**** PASSAGE GIVEN ****

As Egyptian foreign minister at the time of the August 1990 invasion of Kuwait and subsequent Gulf War, Dr Boutros-Ghali fully supported military action against Iraq. "It was an invasion of a UN member country. It was an anschluss." Although he had reservations about economic sanctions, he said the Secretary General could not take a different position from the Security Council. So he campaigned hard for the oil-for-food agreement.

"It was not an easy operation; the Iraqis made complications and the Anglo-Americans also made complications. To obtain this resolution I was fighting on two fronts," he said.

Dr Boutros-Ghali said he watched the US turn against the UN after the debacle in Mogadishu and the election of a Republican majority to Congress. But he was perplexed by the British position.

"I don't understand why Britain is taking this attitude. In the oil-for-food negotiations, the British ambassador raised more objections than Madeleine Albright. It was the same with the Libyan problem." When asked to comment on the role of Ms Albright - his nemesis at the UN - in the Iraqi crisis, Dr Boutros-Ghali winced and replied: "I am a gentleman; gentlemen don't talk."

Could there be any truth to Iraqi allegations that UN weapons inspectors are not always neutral technicians? "We never know what happens in the UN," Dr Boutros-Ghali admitted. "It is very difficult - will a high-ranking civil servant give information to his own country? Will a general [serving with the UN] act on behalf of his own government? Here the UN is very handicapped; we have no intelligence service . . . "What is in the Charter regarding the independence of the Secretary General unfortunately doesn't correspond to reality, because member-states use the UN for their own purposes."

****

● SET TASK
In the passage on Boutros-Ghali, who did the British ambassador raise more objections than during the oil-for-food negotiations?

**** DATASET CONTENT ****

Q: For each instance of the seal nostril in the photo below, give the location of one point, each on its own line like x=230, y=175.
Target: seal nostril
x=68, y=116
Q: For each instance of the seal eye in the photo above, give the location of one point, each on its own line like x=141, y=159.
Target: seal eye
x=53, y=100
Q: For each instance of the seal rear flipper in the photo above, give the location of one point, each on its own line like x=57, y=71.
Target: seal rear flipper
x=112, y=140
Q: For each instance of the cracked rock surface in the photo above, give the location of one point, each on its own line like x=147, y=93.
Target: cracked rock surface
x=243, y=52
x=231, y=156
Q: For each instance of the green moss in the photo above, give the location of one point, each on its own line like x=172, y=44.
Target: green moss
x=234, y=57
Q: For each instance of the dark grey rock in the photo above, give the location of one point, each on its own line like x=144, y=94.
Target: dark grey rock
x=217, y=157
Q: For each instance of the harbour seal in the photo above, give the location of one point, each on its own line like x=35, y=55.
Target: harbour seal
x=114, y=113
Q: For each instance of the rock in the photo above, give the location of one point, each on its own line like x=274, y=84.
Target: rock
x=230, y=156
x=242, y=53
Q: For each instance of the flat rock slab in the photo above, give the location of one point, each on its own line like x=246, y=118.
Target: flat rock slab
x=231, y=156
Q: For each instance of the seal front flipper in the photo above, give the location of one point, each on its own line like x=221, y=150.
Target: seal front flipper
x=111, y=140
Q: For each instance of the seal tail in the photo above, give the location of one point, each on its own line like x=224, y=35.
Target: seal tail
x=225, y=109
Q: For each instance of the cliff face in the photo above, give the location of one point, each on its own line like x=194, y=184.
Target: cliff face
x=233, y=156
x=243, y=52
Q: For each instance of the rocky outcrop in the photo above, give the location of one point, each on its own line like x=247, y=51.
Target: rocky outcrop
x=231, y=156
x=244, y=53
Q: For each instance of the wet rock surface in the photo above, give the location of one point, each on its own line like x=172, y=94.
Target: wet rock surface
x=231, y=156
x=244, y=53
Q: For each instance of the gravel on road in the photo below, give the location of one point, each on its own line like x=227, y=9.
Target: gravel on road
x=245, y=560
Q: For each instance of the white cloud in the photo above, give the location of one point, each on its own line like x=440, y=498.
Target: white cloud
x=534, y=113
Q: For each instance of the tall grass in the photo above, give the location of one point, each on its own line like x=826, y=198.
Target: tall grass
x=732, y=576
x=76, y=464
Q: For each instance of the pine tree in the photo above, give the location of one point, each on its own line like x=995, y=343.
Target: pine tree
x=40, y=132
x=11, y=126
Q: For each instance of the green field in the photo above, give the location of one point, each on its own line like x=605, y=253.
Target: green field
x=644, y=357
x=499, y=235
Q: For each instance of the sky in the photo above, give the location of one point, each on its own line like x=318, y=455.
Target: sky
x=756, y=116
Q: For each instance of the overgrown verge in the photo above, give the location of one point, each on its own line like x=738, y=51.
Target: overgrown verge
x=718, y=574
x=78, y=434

****

● WORKED SOLUTION
Madeleine Albright.